* _Tarefa indicada 1_: Repita exatamente o trecho da listagem que começa na linha que contém "Presence query — locate the wrinkled" e segue até o fim da listagem, incluindo essa primeira linha.

Oi, curiosa, tudo bem?


Que bom que você é curiosa. Somos dois. Ser curioso é uma qualidade daquelas. Buscar e experimentar coisas novas é o ponto de partida da nossa conversa.


Arte não é uma ciência exata, por isso não existe um padrão ou modelo predeterminado. Cada pessoa vai experimentar um processo distinto e único. Então, não precisa seguir todas as instruções e dicas da minha cartinha.


Não tem idade para começar. Pode ser de zero a 100 anos. Tanto faz. Tente não buscar respostas ou certezas. A dúvida caminha de mãos dadas com a arte. Fuja, drible, com unhas e dentes, as certezas. A convicção é uma pedra gigante que esmaga a arte impiedosamente.


Não vou mentir. Produzir arte dá trabalho sim. Mas é gostoso e compensa. Ah, e tente não se comparar aos outros, tipo “Fulano só tem 17 anos e faz coisas incríveis, tem um emprego excelente, blá-blá-blá”. Digo por experiência própria. As comparações, além de não me ajudarem em nada, me encheram de angústia.


Não se preocupe com os resultados. Deixe isso para depois. Os frutos acabam vindo por si sós. A busca é fundamental no processo. Nunca é perda de tempo. Quando a busca termina, a arte morre.


Até hoje, aos 60 anos, busco estilos diferentes e novas formas de expressão. Isso é prazeroso como uma brisa fresca. Às vezes gosto do resultado das coisas que faço, outras vezes odeio. Faz parte, não tem jeito.

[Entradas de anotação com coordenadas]
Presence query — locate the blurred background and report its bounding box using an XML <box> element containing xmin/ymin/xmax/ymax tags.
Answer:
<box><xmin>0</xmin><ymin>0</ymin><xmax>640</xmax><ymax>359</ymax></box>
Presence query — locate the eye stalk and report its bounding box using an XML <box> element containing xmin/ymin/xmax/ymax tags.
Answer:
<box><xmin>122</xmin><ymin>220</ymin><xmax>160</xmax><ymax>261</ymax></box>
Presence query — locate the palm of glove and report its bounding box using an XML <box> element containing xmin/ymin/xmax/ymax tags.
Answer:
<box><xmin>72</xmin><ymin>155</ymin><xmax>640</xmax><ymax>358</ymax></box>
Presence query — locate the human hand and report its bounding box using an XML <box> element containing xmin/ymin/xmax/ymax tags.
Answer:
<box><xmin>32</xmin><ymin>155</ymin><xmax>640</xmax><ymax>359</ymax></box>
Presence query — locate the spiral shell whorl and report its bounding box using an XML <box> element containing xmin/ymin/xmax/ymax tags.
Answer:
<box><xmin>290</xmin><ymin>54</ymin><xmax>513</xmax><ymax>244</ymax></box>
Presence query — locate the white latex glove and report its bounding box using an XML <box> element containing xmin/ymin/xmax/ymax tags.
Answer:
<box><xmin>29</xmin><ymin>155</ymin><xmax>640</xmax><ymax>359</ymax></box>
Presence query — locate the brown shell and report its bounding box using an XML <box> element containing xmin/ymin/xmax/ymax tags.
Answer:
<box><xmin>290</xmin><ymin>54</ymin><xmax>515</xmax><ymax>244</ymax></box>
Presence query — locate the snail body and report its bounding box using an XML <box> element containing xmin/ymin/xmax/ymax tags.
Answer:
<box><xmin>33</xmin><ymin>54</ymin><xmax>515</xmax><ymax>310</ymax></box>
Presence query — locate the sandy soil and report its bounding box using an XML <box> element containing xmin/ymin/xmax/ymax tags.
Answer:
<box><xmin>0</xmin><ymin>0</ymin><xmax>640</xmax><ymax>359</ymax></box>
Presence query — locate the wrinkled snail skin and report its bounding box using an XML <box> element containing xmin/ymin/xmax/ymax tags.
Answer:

* _Tarefa indicada 2_: Reproduza sem alterações o trecho do texto da página que começa nas palavras "Oi, curiosa, tudo" e termina em "da nossa conversa.", incluindo ambas as extremidades.

* _Resultado final 1_:
Presence query — locate the wrinkled snail skin and report its bounding box using an XML <box> element containing xmin/ymin/xmax/ymax tags.
Answer:

* _Resultado final 2_:
Oi, curiosa, tudo bem?


Que bom que você é curiosa. Somos dois. Ser curioso é uma qualidade daquelas. Buscar e experimentar coisas novas é o ponto de partida da nossa conversa.